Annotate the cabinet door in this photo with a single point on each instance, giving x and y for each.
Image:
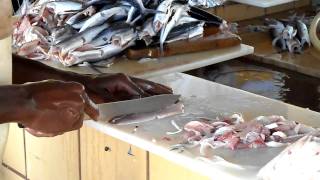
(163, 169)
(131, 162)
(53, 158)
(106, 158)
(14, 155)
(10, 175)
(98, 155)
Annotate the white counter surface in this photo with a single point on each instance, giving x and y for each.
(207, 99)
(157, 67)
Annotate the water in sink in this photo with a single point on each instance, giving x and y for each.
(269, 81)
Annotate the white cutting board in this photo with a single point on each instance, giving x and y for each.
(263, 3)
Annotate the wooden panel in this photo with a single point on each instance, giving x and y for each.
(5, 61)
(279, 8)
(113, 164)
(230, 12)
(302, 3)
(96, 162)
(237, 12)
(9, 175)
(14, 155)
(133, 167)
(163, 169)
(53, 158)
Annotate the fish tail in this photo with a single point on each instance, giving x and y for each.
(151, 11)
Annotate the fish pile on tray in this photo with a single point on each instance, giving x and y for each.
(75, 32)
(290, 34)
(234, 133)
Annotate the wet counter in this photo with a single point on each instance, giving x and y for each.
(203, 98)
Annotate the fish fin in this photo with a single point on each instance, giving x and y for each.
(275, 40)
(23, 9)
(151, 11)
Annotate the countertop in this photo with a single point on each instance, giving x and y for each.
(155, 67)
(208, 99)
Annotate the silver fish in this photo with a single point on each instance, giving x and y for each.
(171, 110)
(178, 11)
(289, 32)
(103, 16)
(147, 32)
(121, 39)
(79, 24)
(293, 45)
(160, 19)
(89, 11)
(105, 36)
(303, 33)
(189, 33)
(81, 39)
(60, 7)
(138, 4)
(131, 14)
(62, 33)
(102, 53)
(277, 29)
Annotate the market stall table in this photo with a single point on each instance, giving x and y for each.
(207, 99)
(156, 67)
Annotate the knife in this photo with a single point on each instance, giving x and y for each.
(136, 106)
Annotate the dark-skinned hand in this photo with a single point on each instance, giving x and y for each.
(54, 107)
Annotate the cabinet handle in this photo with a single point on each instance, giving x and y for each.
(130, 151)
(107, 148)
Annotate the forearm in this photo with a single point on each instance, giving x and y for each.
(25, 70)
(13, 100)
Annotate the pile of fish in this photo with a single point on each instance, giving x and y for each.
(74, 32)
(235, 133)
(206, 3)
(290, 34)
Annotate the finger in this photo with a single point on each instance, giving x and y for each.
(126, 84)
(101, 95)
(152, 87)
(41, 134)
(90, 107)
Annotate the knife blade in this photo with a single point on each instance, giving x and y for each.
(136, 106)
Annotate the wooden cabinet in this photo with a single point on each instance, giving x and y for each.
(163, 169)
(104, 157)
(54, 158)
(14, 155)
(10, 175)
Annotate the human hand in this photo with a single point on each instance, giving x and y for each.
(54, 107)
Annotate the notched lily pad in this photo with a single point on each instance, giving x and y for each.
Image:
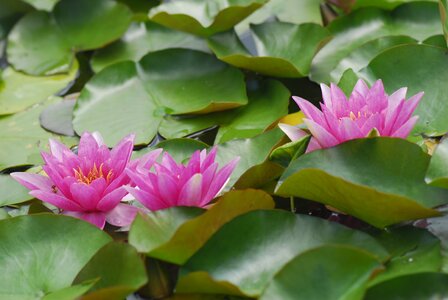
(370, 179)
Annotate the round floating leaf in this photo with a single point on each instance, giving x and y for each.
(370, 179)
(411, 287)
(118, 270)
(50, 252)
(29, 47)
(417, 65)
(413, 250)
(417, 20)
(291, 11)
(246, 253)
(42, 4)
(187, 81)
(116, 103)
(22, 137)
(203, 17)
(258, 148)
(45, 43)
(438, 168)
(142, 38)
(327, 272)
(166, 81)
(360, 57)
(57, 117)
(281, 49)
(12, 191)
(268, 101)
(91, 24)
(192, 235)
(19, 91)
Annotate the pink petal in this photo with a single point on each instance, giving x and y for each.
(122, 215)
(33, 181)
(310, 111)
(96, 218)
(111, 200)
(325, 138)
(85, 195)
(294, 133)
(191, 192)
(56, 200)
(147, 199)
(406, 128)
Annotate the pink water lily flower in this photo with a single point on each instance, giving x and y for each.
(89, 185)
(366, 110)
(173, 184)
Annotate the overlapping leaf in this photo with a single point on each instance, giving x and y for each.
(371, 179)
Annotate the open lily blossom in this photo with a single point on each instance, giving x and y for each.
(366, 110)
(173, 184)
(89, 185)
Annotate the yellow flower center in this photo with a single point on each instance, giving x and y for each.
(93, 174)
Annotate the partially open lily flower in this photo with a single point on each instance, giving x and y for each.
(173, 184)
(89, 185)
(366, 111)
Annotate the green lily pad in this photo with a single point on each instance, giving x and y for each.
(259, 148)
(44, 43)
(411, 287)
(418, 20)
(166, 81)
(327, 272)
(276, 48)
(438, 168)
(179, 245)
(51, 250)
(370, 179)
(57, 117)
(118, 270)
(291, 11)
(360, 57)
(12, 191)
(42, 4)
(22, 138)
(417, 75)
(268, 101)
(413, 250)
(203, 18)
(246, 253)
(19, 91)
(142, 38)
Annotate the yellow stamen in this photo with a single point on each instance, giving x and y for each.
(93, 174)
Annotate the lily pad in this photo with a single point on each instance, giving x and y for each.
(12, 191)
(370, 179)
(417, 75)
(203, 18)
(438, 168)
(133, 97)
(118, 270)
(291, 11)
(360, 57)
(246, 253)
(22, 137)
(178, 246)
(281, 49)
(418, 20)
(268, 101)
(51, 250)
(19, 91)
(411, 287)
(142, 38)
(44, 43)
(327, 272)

────────────────

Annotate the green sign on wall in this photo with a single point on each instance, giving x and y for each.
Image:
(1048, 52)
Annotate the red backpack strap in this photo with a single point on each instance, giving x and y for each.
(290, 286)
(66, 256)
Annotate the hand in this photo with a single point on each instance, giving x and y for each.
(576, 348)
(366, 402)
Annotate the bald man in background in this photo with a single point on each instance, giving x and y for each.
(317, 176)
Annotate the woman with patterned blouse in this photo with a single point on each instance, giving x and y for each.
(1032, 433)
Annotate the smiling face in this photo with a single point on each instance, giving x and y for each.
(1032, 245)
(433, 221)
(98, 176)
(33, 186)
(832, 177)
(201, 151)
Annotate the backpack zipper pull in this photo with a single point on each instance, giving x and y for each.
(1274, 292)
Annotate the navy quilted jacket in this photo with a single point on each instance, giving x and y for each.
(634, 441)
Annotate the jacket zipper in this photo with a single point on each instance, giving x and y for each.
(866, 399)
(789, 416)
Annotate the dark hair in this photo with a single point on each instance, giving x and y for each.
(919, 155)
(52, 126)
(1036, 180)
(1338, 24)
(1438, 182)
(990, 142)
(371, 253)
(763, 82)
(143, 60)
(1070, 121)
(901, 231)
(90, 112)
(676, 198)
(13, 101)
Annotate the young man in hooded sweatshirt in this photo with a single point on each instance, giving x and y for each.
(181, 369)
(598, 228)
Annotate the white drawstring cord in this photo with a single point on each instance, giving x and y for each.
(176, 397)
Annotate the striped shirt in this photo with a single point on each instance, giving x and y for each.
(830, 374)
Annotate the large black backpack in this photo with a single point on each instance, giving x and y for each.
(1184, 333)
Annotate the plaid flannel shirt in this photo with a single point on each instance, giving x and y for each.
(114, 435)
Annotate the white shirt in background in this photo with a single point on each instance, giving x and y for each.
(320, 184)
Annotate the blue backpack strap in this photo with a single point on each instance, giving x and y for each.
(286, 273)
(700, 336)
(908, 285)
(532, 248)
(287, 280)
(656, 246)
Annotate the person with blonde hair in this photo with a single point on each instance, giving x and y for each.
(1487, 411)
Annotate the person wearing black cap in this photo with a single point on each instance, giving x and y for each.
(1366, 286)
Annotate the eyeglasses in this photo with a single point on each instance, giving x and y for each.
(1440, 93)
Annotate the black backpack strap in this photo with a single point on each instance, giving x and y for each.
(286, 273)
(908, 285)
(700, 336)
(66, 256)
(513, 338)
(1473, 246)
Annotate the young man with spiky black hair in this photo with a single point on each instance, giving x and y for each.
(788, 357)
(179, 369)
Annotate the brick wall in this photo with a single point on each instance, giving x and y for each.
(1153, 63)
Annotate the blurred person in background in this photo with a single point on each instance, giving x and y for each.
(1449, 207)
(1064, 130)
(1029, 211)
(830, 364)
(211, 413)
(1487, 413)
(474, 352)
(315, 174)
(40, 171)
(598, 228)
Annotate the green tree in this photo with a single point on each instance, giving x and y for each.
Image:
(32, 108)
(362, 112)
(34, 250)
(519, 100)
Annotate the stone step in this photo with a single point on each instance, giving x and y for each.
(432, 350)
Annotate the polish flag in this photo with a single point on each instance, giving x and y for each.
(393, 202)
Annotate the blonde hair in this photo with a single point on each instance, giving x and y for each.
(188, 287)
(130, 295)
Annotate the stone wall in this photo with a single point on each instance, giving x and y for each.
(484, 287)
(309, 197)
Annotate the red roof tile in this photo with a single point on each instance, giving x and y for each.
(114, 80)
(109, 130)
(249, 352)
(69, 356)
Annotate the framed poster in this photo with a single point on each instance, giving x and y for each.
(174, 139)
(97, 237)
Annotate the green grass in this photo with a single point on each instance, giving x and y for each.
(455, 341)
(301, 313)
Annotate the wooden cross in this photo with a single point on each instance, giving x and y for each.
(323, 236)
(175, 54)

────────────────

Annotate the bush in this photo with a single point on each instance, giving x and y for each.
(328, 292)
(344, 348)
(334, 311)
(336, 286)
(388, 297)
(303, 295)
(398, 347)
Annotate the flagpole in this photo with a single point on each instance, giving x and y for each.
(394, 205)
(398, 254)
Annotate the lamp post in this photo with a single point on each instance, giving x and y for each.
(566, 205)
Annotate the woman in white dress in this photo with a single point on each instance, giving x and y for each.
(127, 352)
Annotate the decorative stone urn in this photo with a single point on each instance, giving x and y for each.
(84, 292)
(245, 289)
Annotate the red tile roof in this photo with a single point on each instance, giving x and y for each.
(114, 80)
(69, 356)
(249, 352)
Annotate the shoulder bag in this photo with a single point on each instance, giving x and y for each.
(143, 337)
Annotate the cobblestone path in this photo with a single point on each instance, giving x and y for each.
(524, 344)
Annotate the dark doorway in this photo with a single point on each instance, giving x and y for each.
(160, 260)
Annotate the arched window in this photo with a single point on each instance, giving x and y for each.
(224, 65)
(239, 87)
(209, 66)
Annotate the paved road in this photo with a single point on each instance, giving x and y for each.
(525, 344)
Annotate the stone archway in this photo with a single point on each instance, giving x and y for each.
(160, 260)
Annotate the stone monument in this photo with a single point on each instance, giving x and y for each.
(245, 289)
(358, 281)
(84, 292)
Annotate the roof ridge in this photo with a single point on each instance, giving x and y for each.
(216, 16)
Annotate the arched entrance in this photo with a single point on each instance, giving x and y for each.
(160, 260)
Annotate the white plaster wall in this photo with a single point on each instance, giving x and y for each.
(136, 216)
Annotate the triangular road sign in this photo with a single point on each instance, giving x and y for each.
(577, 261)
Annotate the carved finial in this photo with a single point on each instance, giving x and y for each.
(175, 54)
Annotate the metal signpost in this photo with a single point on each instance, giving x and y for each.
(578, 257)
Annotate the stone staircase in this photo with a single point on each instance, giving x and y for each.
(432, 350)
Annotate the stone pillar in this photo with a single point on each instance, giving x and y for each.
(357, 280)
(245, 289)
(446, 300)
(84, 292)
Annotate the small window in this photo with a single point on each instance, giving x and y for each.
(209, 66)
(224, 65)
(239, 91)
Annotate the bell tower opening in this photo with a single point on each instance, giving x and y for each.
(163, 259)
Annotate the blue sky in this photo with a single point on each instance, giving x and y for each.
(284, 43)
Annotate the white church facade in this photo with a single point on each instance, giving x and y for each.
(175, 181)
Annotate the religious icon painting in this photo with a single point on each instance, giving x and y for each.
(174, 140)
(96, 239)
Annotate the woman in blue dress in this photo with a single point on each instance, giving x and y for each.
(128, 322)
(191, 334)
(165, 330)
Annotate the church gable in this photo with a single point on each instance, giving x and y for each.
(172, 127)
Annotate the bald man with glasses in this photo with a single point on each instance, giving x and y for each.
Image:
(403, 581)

────────────────

> [Work request]:
Reproduce the lines of the entries above from the one with "Annotate the brick" to the one with "Annotate the green tree", both included, exactly and without any other line.

> [The answer]:
Annotate the brick wall in this photo with a single point on each instance, giving x and y for each.
(1153, 63)
Annotate the blurred person in background in this photo with a single point on each instance, giving x and y for each.
(1449, 207)
(1064, 130)
(1029, 211)
(830, 364)
(211, 413)
(1487, 413)
(474, 352)
(315, 174)
(40, 171)
(598, 228)
Annotate the green tree in this photo with a single point on each instance, giving x and y for each.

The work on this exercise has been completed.